(Collected data entries)
+ + + + +

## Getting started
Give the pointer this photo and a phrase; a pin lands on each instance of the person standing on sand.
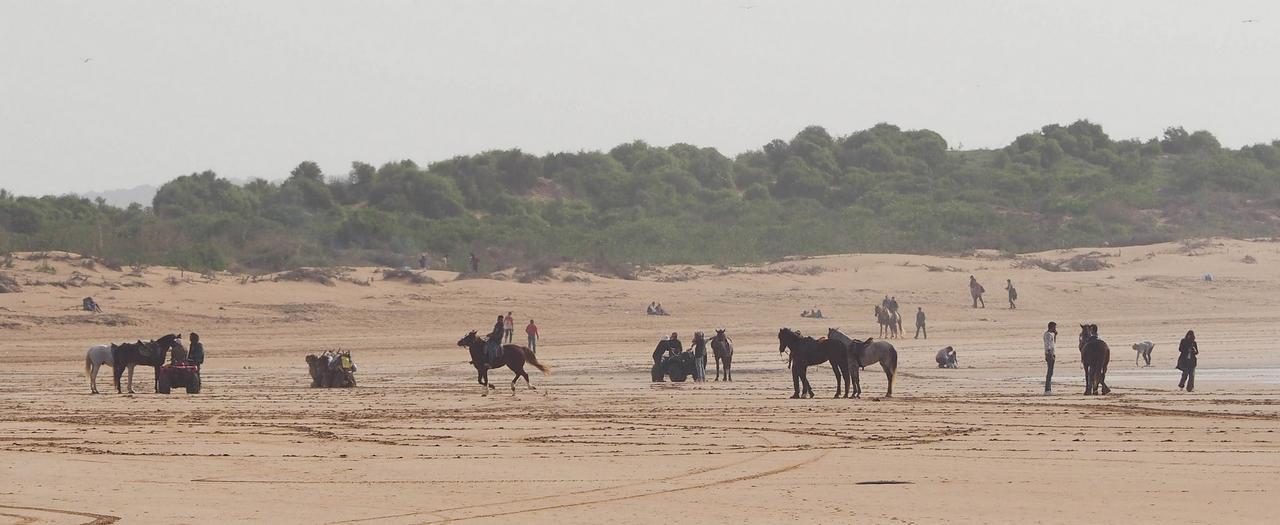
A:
(197, 351)
(1187, 352)
(510, 327)
(531, 331)
(699, 348)
(1050, 343)
(977, 291)
(1143, 350)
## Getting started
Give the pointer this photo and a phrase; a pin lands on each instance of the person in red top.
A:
(533, 336)
(510, 324)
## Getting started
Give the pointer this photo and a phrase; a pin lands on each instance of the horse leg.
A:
(888, 377)
(795, 383)
(836, 370)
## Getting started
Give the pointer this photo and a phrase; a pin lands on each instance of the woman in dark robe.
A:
(1187, 352)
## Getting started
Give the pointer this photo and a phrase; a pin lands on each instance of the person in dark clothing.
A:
(1050, 356)
(1187, 352)
(699, 356)
(197, 350)
(493, 346)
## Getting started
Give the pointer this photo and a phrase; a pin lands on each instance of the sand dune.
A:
(416, 443)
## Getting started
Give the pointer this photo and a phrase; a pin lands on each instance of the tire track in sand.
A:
(99, 519)
(699, 485)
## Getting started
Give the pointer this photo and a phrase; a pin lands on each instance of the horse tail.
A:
(533, 360)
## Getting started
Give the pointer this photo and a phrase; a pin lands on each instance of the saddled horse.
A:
(149, 354)
(867, 352)
(723, 350)
(807, 351)
(1095, 355)
(513, 356)
(890, 322)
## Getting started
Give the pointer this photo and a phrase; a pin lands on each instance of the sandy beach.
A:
(597, 442)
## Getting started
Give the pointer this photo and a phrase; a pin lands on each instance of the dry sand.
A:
(597, 442)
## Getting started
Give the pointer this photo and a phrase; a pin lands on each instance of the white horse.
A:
(95, 359)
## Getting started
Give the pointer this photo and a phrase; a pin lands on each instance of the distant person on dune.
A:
(197, 351)
(946, 359)
(1050, 345)
(977, 291)
(510, 327)
(531, 331)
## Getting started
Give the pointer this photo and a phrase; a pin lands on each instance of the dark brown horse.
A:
(149, 354)
(868, 352)
(807, 351)
(1095, 355)
(513, 356)
(723, 350)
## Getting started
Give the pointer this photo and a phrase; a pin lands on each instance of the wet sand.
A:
(417, 443)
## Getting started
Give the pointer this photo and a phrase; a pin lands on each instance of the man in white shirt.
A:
(1050, 343)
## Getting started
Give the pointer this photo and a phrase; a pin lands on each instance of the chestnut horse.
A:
(512, 355)
(807, 351)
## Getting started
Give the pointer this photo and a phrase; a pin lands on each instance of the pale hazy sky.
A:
(250, 88)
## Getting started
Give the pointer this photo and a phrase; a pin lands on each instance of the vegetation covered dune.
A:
(881, 190)
(597, 442)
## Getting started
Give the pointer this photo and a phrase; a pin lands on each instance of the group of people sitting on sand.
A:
(814, 314)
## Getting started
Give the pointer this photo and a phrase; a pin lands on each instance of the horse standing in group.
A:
(1095, 355)
(807, 351)
(513, 356)
(128, 355)
(723, 350)
(890, 322)
(864, 354)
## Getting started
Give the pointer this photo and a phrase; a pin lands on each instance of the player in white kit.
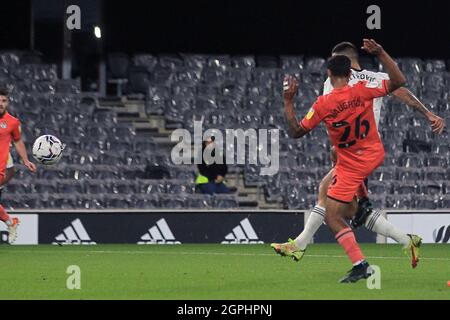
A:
(365, 215)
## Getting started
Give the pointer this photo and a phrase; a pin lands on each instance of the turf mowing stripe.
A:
(214, 254)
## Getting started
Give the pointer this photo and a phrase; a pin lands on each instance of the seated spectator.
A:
(210, 178)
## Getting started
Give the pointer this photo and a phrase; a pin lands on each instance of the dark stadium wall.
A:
(274, 27)
(15, 25)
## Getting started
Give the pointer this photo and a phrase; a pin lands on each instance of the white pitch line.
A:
(214, 254)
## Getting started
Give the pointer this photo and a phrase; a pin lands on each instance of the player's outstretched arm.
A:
(397, 79)
(22, 151)
(407, 97)
(290, 87)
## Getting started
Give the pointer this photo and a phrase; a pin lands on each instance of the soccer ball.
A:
(47, 149)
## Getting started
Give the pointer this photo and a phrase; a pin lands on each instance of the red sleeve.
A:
(313, 117)
(15, 133)
(370, 90)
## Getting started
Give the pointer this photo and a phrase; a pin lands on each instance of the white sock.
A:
(377, 223)
(315, 219)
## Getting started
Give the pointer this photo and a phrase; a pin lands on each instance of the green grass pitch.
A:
(213, 271)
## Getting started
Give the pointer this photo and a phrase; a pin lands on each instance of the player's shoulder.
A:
(11, 118)
(369, 75)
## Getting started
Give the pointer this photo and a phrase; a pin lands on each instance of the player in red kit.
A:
(347, 112)
(10, 131)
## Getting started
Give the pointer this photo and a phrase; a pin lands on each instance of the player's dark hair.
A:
(339, 66)
(346, 48)
(4, 92)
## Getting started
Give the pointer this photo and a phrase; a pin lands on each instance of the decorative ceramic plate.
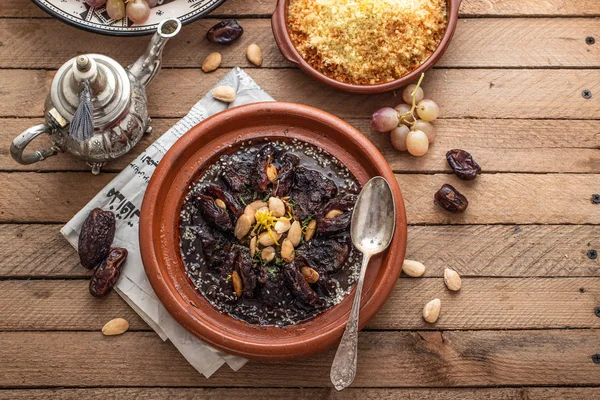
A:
(80, 15)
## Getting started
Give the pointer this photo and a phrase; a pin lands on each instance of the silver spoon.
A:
(372, 228)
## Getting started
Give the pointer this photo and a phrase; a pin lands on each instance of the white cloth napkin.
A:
(124, 195)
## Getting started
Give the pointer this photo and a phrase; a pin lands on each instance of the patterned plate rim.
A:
(137, 31)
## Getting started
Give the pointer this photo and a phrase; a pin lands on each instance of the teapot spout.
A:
(147, 66)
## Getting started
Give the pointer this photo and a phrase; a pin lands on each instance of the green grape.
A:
(428, 110)
(426, 127)
(384, 119)
(407, 94)
(417, 143)
(398, 137)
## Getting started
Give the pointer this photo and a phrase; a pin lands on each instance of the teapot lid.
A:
(109, 84)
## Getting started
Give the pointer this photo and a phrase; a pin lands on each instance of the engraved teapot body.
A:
(96, 109)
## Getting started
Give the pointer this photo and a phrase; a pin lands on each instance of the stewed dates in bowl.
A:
(180, 173)
(264, 232)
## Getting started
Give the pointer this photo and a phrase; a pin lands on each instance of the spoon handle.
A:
(343, 369)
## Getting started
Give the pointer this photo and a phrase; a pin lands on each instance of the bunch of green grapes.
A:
(409, 132)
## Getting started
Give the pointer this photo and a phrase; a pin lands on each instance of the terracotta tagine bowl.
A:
(287, 48)
(159, 233)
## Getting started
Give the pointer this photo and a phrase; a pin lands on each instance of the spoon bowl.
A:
(372, 230)
(374, 217)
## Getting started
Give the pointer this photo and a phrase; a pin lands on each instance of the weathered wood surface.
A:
(387, 359)
(461, 93)
(482, 303)
(30, 251)
(510, 90)
(547, 393)
(497, 145)
(480, 42)
(494, 198)
(471, 8)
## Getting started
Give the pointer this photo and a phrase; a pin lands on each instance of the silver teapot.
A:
(96, 109)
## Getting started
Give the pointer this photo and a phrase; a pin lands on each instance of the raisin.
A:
(225, 32)
(450, 199)
(463, 164)
(107, 274)
(96, 237)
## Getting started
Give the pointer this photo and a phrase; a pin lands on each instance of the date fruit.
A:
(108, 272)
(96, 237)
(463, 164)
(450, 199)
(225, 32)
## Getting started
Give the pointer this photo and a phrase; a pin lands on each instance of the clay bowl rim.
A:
(159, 244)
(287, 48)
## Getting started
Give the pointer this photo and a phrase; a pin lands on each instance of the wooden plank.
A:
(531, 393)
(505, 198)
(52, 197)
(40, 251)
(497, 145)
(560, 8)
(387, 359)
(461, 93)
(482, 303)
(494, 198)
(481, 42)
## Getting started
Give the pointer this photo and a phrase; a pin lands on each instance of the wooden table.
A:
(523, 325)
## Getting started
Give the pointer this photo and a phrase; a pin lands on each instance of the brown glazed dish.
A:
(159, 233)
(280, 31)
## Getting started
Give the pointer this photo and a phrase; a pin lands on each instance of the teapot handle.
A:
(22, 141)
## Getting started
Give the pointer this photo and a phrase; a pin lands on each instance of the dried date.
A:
(96, 237)
(463, 164)
(108, 272)
(450, 199)
(225, 32)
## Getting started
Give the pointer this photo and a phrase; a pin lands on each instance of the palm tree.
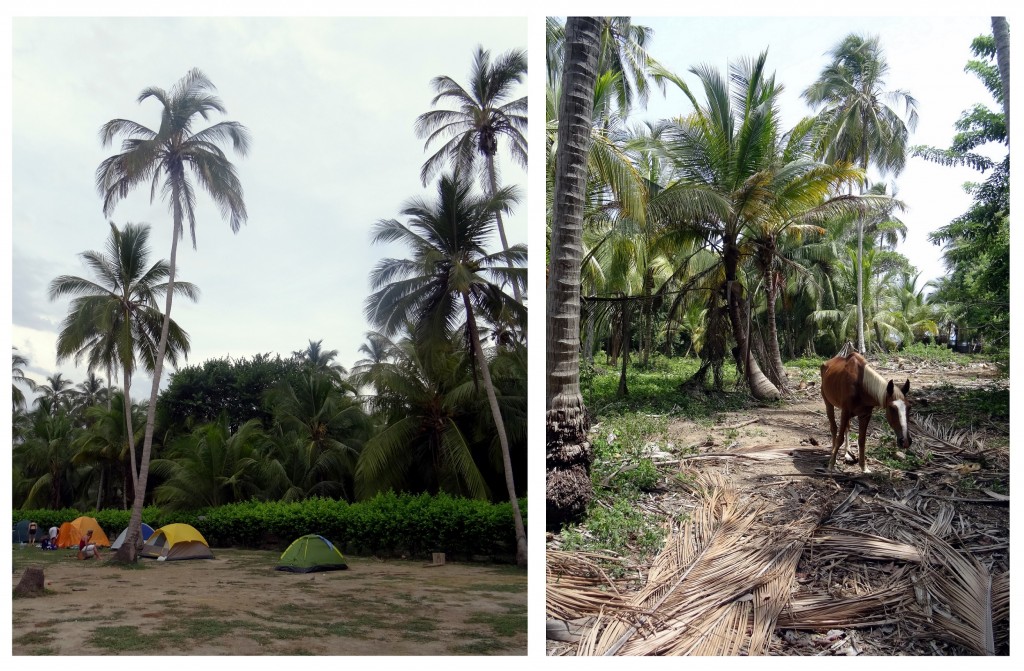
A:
(484, 115)
(116, 318)
(568, 452)
(175, 157)
(55, 394)
(211, 466)
(857, 123)
(421, 397)
(1000, 33)
(17, 376)
(318, 360)
(322, 430)
(450, 266)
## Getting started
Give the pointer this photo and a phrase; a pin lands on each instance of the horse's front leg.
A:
(839, 436)
(862, 437)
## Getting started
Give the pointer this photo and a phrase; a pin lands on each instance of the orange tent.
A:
(98, 537)
(69, 536)
(72, 532)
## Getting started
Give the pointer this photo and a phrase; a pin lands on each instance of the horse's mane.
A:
(875, 385)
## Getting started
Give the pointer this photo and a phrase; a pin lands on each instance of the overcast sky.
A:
(330, 103)
(926, 56)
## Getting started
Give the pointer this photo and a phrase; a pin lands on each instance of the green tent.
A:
(311, 552)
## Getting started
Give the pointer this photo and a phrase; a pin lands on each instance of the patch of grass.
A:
(505, 624)
(890, 455)
(419, 624)
(970, 407)
(344, 630)
(497, 587)
(479, 646)
(619, 527)
(36, 637)
(124, 639)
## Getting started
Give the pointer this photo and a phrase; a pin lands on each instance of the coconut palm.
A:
(211, 466)
(115, 318)
(175, 158)
(321, 361)
(484, 116)
(322, 430)
(451, 276)
(568, 452)
(424, 396)
(858, 124)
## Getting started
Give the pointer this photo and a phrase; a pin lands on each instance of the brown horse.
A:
(853, 386)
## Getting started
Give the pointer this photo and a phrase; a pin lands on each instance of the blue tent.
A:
(145, 530)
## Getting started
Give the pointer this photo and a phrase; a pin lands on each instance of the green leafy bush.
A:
(391, 525)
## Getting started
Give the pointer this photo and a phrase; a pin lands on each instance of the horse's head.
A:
(897, 412)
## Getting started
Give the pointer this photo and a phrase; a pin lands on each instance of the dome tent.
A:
(172, 542)
(145, 531)
(309, 553)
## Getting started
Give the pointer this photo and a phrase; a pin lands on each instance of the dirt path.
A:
(861, 584)
(239, 604)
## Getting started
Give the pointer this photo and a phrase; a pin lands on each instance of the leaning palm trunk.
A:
(1000, 31)
(128, 552)
(776, 371)
(568, 453)
(493, 189)
(520, 529)
(761, 386)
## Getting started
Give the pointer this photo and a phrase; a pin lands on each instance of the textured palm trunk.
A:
(761, 386)
(130, 428)
(777, 372)
(493, 183)
(1000, 31)
(623, 390)
(567, 450)
(128, 552)
(520, 529)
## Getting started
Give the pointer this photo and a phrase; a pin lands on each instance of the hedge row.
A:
(389, 525)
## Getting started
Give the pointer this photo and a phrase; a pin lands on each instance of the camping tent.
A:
(310, 553)
(145, 530)
(69, 535)
(22, 532)
(176, 542)
(85, 523)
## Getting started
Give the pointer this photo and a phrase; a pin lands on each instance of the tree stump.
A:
(32, 583)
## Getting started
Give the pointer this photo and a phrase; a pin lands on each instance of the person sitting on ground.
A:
(86, 548)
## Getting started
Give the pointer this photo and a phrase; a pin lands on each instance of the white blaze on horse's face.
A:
(897, 412)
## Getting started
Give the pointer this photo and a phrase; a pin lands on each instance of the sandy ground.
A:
(239, 604)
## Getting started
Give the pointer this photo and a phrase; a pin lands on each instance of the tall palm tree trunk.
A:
(128, 552)
(776, 370)
(493, 183)
(1000, 31)
(520, 529)
(761, 386)
(568, 453)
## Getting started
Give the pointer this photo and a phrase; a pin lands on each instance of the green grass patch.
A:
(36, 638)
(479, 646)
(497, 587)
(969, 407)
(124, 639)
(502, 624)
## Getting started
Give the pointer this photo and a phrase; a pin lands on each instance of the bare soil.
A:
(237, 603)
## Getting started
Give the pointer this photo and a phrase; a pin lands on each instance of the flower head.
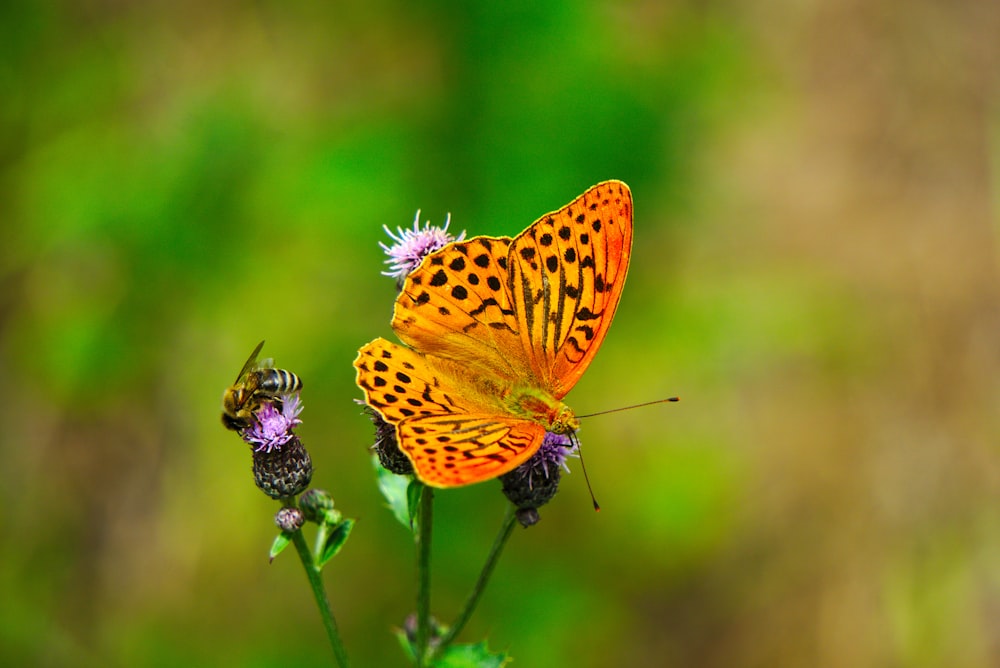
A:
(281, 465)
(273, 427)
(389, 455)
(534, 483)
(411, 246)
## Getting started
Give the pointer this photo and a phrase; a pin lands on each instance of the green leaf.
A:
(394, 491)
(471, 656)
(334, 541)
(413, 502)
(281, 541)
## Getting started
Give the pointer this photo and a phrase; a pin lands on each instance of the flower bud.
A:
(315, 504)
(289, 519)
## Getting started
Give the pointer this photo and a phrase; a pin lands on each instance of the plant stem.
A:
(424, 573)
(322, 602)
(491, 561)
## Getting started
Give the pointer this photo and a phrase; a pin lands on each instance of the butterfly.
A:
(497, 332)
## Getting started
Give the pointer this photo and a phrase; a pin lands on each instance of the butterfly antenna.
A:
(579, 451)
(628, 408)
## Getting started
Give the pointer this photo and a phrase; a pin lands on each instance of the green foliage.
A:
(401, 494)
(334, 540)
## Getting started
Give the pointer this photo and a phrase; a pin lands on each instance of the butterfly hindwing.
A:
(460, 449)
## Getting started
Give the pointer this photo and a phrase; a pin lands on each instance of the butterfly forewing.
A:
(566, 277)
(452, 450)
(456, 305)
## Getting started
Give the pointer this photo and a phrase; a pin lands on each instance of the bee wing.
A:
(251, 362)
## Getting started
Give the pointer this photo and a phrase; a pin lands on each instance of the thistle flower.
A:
(273, 428)
(389, 455)
(533, 484)
(281, 465)
(409, 247)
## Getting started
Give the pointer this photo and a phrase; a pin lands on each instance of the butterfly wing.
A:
(457, 305)
(465, 448)
(566, 276)
(531, 310)
(445, 422)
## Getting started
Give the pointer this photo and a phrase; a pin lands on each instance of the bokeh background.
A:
(815, 273)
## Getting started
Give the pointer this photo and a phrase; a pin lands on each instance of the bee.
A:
(255, 383)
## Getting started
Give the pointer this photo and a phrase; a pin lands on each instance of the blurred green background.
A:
(815, 272)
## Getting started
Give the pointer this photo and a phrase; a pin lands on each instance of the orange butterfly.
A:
(499, 331)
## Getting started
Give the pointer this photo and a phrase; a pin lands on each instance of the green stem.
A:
(322, 602)
(424, 573)
(491, 561)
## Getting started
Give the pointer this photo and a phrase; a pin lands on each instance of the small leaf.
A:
(394, 491)
(334, 541)
(471, 656)
(281, 541)
(413, 492)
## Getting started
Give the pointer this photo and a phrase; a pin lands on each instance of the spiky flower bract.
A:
(534, 483)
(409, 247)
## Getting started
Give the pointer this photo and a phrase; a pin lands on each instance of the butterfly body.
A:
(497, 332)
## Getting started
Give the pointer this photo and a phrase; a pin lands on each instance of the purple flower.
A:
(411, 246)
(533, 484)
(551, 456)
(273, 428)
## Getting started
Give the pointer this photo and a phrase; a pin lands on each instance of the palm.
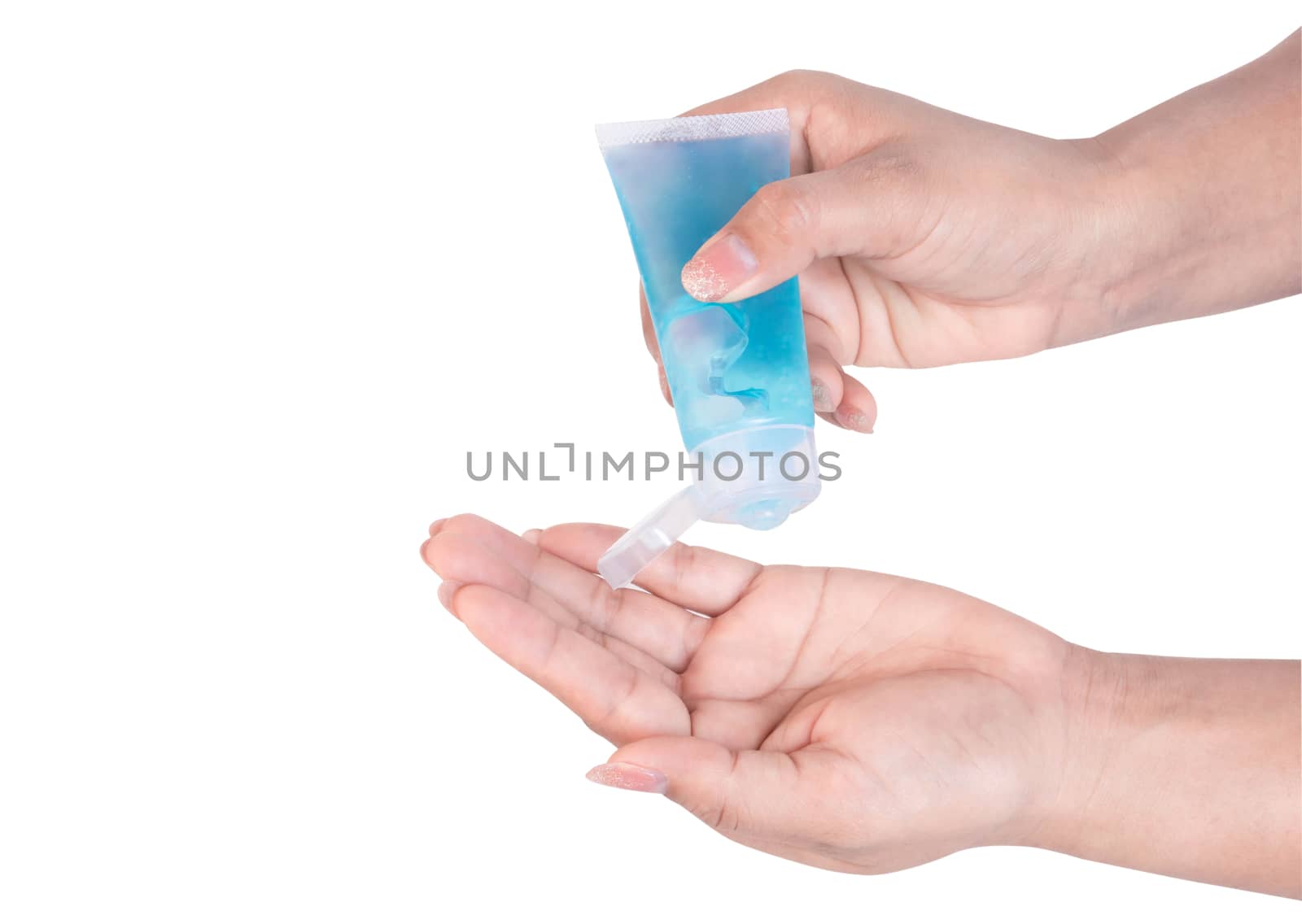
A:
(892, 700)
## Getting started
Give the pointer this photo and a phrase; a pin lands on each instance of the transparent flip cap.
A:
(755, 478)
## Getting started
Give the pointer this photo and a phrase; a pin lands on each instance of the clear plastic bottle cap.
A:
(755, 477)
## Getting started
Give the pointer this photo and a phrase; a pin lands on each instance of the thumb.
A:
(736, 791)
(853, 208)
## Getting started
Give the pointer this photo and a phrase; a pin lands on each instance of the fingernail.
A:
(719, 268)
(629, 776)
(859, 421)
(447, 591)
(822, 396)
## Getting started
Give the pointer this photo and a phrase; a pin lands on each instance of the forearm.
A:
(1208, 186)
(1184, 767)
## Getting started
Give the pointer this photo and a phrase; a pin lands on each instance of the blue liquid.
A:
(729, 366)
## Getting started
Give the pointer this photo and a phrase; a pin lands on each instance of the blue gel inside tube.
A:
(729, 366)
(739, 373)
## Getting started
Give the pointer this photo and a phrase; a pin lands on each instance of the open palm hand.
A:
(839, 717)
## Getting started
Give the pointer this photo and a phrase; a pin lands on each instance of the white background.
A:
(269, 270)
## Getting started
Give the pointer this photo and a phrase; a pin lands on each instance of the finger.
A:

+ + + + +

Count the lines above that contain the string "bowl". Reply with the number alone.

Complete response
4